Marina Cordoni Entertainment, Big Soul Productions and Thunderstone Pictures
a film by Adam Garnet Jones
Toronto International Film Festival
Vancouver International Film Festival
Palm Springs International Film Festival
ImagineNATIVE **Winner – Air Canada Audience Choice Award**
Reel Out Festival **Winner – Best Feature Narrative**
Opens May 13 in Toronto
Carlton Cinema (20 Carlton St.)
Fire Song is a universal story about youthful dreams confined by reality, set in a remote Aboriginal community. After debuting at the 2015 Toronto International Film Festival and a wildly successful festival run, the first feature from acclaimed director Adam Garnet Jones, and the first LGBTQ drama by an Indigenous, two-spirited filmmaker in Canada, Fire Song will open theatrically May 13 at Toronto’s Carlton Cinema.
The reserve at Wabigoon Lake Ojibway Nation, and Fort William First Nation in Northwestern Ontario provides a vivid backdrop to the daily turmoil of Shane (Andrew Martin), a gay Anishnaabe teenager struggling to support his family in the aftermath of his sister’s suicide. Determined to take care of his mother (Jennifer Podemski), he is torn between his responsibilities at home and the promise of calling to him from the city.
His desire to escape comes to a dramatic boil when his girlfriend (Mary Galloway) demands to be part of his dream life, oblivious to Shane’s secret relationship with David (Harley LeGarde-Beacham). Shane’s vision foresees himself at school in Toronto and David living with him.
Meanwhile, David wrestles with the incompatibility of his sexual orientation with his presumed destiny as the successor to his grandmother, a traditional healer and Elder in the community.

● ● ●

Please retype everything from "The reserve at" down to "in the community." in the Fire Song announcement above, character for character.

● ● ●

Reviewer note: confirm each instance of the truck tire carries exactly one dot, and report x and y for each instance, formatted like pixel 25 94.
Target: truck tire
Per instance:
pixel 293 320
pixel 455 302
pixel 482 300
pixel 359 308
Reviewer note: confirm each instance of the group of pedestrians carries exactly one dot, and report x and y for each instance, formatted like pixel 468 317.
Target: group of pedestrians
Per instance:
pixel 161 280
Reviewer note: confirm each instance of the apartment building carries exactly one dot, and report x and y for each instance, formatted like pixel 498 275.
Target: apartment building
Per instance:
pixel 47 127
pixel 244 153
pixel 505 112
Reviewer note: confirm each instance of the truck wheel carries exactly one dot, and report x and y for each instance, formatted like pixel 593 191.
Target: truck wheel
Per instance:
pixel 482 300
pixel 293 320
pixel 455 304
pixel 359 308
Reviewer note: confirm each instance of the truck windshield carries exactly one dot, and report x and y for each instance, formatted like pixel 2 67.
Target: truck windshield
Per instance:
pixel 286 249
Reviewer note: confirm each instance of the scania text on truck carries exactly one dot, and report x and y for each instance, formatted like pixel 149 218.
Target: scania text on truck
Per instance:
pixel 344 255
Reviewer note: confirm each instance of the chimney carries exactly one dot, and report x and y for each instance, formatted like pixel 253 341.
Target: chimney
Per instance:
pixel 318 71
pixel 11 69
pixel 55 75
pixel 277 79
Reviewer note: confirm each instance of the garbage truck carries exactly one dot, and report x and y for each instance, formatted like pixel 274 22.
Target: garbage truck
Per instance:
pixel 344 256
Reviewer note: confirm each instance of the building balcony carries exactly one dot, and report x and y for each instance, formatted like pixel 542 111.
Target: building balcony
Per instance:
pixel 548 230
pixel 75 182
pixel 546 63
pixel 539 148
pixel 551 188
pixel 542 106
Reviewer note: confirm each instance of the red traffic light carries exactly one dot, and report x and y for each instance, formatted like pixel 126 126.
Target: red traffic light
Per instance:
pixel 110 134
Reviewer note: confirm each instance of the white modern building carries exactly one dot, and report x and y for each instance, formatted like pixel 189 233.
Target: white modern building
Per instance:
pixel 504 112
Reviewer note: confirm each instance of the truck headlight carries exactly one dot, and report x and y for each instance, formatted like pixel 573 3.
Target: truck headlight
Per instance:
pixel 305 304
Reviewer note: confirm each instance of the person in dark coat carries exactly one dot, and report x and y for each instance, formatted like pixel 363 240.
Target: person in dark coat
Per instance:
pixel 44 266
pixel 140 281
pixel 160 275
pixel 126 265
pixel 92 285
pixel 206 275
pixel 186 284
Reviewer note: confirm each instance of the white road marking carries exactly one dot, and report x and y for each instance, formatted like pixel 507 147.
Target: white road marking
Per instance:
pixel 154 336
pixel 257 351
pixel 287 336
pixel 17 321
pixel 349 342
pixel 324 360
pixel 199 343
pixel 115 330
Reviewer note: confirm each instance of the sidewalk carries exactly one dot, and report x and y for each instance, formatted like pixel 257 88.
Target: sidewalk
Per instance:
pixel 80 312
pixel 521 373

● ● ●

Task output
The reserve at Wabigoon Lake Ojibway Nation, and Fort William First Nation in Northwestern Ontario provides a vivid backdrop to the daily turmoil of Shane (Andrew Martin), a gay Anishnaabe teenager struggling to support his family in the aftermath of his sister’s suicide. Determined to take care of his mother (Jennifer Podemski), he is torn between his responsibilities at home and the promise of calling to him from the city.
His desire to escape comes to a dramatic boil when his girlfriend (Mary Galloway) demands to be part of his dream life, oblivious to Shane’s secret relationship with David (Harley LeGarde-Beacham). Shane’s vision foresees himself at school in Toronto and David living with him.
Meanwhile, David wrestles with the incompatibility of his sexual orientation with his presumed destiny as the successor to his grandmother, a traditional healer and Elder in the community.